GOAL.
Starting with the line that contains "Would you kindly indicate the person in black" and continuing through the end of the material, reproduce every line, requests included, and add 77 to each coordinate in the answers.

════

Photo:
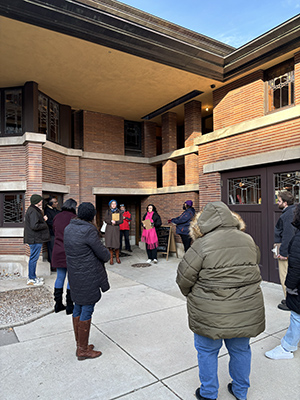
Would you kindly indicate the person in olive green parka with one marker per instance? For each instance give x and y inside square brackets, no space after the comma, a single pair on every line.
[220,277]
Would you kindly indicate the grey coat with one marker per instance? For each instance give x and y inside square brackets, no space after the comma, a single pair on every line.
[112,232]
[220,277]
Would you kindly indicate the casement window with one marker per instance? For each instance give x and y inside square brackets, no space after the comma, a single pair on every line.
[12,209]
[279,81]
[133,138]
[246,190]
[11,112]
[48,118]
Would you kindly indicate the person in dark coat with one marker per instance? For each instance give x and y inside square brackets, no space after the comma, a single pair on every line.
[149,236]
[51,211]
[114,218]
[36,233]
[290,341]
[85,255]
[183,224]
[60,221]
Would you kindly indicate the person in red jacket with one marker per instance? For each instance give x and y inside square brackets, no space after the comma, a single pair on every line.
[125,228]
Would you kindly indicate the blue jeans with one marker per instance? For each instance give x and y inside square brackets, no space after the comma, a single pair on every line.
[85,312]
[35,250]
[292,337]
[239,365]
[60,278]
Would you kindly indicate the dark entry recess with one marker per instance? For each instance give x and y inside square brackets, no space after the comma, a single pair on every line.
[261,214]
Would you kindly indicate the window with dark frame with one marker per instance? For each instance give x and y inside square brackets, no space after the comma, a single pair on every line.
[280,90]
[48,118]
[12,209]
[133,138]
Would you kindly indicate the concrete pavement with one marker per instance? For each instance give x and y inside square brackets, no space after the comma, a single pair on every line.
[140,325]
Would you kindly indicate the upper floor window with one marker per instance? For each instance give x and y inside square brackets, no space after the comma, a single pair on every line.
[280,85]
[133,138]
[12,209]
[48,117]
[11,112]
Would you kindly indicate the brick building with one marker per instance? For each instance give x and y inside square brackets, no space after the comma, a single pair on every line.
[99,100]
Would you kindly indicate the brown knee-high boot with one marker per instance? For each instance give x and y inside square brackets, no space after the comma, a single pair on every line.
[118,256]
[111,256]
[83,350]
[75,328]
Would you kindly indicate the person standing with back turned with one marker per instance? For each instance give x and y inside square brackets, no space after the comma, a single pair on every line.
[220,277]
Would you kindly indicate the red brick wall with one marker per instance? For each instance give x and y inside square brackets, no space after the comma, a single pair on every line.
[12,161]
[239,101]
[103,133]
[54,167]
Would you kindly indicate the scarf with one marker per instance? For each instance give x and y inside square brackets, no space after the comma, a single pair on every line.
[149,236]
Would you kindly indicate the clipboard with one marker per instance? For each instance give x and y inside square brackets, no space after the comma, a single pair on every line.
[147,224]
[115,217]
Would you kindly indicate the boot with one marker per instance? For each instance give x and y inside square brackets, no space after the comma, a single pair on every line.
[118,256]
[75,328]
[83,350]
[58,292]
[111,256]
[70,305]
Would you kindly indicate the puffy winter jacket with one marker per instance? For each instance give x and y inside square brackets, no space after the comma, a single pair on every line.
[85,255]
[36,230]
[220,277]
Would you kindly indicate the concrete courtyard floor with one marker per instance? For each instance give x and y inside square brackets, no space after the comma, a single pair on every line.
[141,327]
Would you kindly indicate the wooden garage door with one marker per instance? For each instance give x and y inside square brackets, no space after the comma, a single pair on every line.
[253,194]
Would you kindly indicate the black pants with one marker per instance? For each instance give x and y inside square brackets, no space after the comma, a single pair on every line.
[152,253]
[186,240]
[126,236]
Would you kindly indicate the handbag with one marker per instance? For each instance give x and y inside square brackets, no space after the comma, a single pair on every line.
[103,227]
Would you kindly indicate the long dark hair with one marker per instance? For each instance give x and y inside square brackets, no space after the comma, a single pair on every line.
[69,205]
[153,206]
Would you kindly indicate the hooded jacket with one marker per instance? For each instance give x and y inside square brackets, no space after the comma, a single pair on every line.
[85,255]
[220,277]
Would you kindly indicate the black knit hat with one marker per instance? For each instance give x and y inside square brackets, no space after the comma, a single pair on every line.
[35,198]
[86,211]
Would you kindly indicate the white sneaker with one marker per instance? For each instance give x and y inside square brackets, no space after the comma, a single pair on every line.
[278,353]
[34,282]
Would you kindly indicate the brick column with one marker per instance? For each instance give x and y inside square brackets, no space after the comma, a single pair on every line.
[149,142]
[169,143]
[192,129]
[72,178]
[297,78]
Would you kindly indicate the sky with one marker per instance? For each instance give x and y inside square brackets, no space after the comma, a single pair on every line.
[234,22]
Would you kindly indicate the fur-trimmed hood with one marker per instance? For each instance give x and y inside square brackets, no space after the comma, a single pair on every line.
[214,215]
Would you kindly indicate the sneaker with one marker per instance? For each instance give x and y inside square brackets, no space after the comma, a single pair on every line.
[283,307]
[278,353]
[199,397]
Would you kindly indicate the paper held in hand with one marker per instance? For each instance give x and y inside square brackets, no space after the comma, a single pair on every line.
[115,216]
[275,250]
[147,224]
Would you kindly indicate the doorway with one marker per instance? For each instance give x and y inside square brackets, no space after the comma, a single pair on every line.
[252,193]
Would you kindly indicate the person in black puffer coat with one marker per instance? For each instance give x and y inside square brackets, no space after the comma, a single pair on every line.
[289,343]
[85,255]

════

SOLUTION FOR THIS PROBLEM.
Would you kindly indicate the person in black puffer coat with one marker per instance? For each instance give x and y inside square brackets, no space after the comma, a single pair on every line.
[366,420]
[162,332]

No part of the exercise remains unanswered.